→ **Required work**
When you copy the material below, keep every line exact and drop the pictures.

→ **Recorded information**
════

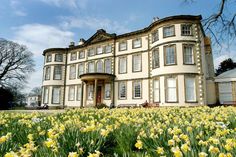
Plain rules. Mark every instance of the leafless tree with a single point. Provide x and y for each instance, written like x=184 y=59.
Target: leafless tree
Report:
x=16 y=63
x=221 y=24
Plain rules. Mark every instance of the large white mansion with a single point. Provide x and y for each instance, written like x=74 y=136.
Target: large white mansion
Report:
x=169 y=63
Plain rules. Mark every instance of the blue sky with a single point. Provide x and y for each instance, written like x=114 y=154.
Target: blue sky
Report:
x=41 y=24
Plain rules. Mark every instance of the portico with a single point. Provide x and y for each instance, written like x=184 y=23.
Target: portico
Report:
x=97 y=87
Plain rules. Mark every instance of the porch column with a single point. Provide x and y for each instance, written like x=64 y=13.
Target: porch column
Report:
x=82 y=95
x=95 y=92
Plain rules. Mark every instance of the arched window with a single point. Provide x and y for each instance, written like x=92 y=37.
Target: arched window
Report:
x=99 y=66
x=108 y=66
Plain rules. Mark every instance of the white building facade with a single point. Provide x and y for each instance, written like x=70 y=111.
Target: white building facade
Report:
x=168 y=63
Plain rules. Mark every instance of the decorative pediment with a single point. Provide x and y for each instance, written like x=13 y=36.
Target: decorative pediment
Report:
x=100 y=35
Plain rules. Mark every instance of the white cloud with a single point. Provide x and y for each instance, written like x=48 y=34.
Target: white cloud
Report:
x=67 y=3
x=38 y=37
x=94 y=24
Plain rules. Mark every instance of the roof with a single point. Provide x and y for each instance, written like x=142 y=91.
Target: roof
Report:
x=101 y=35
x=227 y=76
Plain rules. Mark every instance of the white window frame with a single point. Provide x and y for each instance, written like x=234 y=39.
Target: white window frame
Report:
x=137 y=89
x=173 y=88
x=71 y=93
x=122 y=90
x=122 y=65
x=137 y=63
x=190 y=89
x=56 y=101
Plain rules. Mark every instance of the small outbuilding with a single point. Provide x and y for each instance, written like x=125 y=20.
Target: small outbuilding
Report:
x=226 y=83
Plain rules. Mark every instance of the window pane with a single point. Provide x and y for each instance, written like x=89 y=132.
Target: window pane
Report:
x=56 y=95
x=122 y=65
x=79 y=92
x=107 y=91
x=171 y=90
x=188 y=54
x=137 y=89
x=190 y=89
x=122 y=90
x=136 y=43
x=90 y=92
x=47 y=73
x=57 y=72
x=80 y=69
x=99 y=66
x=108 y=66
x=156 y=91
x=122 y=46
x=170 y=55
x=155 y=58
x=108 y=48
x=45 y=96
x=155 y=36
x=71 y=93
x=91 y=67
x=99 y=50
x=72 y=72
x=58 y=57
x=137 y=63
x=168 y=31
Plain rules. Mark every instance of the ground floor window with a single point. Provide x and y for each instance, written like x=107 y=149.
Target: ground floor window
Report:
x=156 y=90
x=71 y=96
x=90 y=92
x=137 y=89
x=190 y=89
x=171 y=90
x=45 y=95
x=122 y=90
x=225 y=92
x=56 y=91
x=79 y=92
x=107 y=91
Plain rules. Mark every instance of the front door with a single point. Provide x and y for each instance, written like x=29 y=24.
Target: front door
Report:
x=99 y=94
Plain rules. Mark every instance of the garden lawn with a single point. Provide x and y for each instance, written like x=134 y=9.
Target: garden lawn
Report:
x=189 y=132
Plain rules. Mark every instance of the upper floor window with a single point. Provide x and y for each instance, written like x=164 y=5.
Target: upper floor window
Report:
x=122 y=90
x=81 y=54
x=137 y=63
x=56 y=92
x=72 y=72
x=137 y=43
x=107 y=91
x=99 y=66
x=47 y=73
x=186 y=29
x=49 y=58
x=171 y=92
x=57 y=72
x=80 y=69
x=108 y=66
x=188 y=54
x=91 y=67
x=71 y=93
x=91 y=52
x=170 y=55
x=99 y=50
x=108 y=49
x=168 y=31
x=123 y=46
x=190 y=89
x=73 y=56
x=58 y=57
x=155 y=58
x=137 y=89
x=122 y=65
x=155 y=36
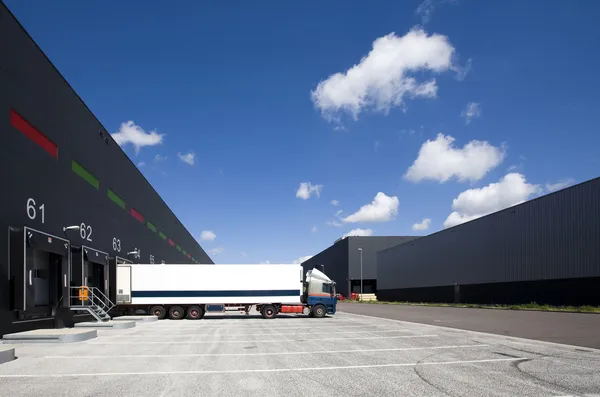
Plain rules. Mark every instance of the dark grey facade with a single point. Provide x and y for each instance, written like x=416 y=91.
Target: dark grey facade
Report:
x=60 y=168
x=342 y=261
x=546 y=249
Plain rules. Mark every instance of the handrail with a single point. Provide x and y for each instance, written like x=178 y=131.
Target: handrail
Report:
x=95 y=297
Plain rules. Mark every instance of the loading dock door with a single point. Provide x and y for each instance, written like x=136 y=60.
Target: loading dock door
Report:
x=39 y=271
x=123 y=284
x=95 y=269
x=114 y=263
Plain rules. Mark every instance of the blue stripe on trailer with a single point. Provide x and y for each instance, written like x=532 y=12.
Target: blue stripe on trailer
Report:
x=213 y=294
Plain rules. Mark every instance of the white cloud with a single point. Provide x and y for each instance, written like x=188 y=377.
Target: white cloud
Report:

════

→ **Written response**
Plain rules. Mark every instance of the leafless tree with a single point. Provide x and y for each instance, written like x=184 y=59.
Target: leafless tree
Report:
x=16 y=63
x=221 y=24
Plain rules. Mark every instance of the large white mansion with a single point. Provide x and y for each instance, written like x=74 y=136.
Target: large white mansion
Report:
x=169 y=63
Plain rules. Mark every instance of the blue sky with a single point. Provide x and y for each instance, written like x=114 y=154.
Target: blue sky
Report:
x=41 y=24
Plain rules. Mark every instance of the portico with a single point. Provide x and y for each instance, written like x=184 y=23.
Target: portico
Report:
x=97 y=87
Plain rules. Mark every instance of the porch column with a single point. Provide x and y for each instance, written like x=64 y=13.
Target: porch column
Report:
x=82 y=95
x=95 y=92
Plain rules. Mark every instance of the arched window with a single point. Provide x and y for each instance, written like x=92 y=37.
Target: arched window
Report:
x=99 y=66
x=108 y=66
Plain rules. Mark every instance of the white building facade with a single point. Provide x and y for each instance, written like x=70 y=111.
Target: white building facade
Report:
x=168 y=63
Plain rules. Mark every instance of the decorative pediment with a single point. Provide x and y for each instance, written like x=13 y=36.
Target: decorative pediment
Report:
x=100 y=35
Plain rules. Mark every instance of the white cloud with a single point. Provide x and y for each instance, written like x=48 y=34.
Target: white cloud
Report:
x=67 y=3
x=38 y=37
x=94 y=24
Plain rules. Mark every instance of the roof with a single point. Provide x and y for each instance, written like x=142 y=91.
Target: roof
Report:
x=101 y=35
x=227 y=76
Plain rules. Mark every instance of the white window frame with a single point. Provide x and y for each instance, written like x=234 y=39.
Target: white window frame
Report:
x=137 y=89
x=173 y=88
x=71 y=93
x=122 y=90
x=122 y=65
x=137 y=63
x=190 y=89
x=56 y=101
Plain rules. Mark every instance of the small outbuilding with a single point. Provide x and y for each instance, written like x=125 y=20.
Target: small outbuilding
Report:
x=226 y=83
Plain rules. Mark every instance of the window pane with a single point. Provide x and y for each instance, written like x=89 y=132.
Target: window pane
Report:
x=56 y=95
x=122 y=65
x=79 y=92
x=107 y=91
x=171 y=90
x=188 y=54
x=137 y=89
x=190 y=89
x=122 y=90
x=136 y=43
x=90 y=92
x=47 y=73
x=57 y=72
x=80 y=69
x=99 y=66
x=108 y=66
x=156 y=91
x=122 y=46
x=170 y=55
x=155 y=58
x=108 y=48
x=45 y=96
x=155 y=36
x=71 y=93
x=91 y=67
x=99 y=50
x=72 y=72
x=58 y=57
x=137 y=63
x=168 y=31
Plain rules. Mark every instance of the ground floor window with a single point. Provide x and y for each instance, written like x=107 y=149.
Target: ground floor window
Report:
x=156 y=90
x=71 y=96
x=90 y=92
x=137 y=89
x=190 y=89
x=171 y=90
x=45 y=95
x=122 y=90
x=225 y=92
x=56 y=91
x=79 y=92
x=107 y=91
Plain rules. Mark every instance of the front door with a single point. Provide x and y for each instance, written like x=29 y=24.
Target: front door
Report:
x=99 y=94
Plain rules. Mark every instance of the garden lawn with a single point. Provide x and y for each instance, written like x=134 y=9.
Target: garden lawn
Report:
x=189 y=132
Plain rules. Mark every instance of the upper floor window with a single point. Provide x and y for each instance, written like x=164 y=5.
Target: upper floor window
Report:
x=122 y=90
x=81 y=54
x=137 y=63
x=56 y=92
x=72 y=72
x=137 y=43
x=107 y=91
x=99 y=66
x=47 y=73
x=186 y=29
x=49 y=58
x=171 y=92
x=57 y=72
x=80 y=69
x=108 y=66
x=188 y=54
x=91 y=67
x=71 y=93
x=91 y=52
x=170 y=55
x=99 y=50
x=108 y=49
x=168 y=31
x=123 y=46
x=190 y=89
x=73 y=56
x=58 y=57
x=155 y=58
x=137 y=89
x=122 y=65
x=155 y=36
Plain rules. Mark every instance of the dark grey facade with a single point. Provide x and y for each instance, written like x=416 y=91.
Target: dark grey facade
Report:
x=60 y=168
x=342 y=261
x=546 y=249
Plain rules. Mark every instance of the handrail with a single point. Provide x and y for each instance, written like x=178 y=131.
Target: handrail
Report:
x=95 y=297
Plain rules. Mark every instance of the loading dock door with a single point. Provide x and y for each instance, written like x=136 y=60.
Target: loading dock door
Report:
x=39 y=271
x=123 y=284
x=95 y=269
x=114 y=263
Plain rules. Mark every instance of the blue stripe on trailer with a single point. Provide x and y for each instance, written like x=532 y=12.
Target: blue stripe on trailer
Report:
x=213 y=294
Plain rules. Mark every instance of the white cloud with a single point. Provide x and y for each instance, written like x=188 y=377.
Target: white cloud
Report:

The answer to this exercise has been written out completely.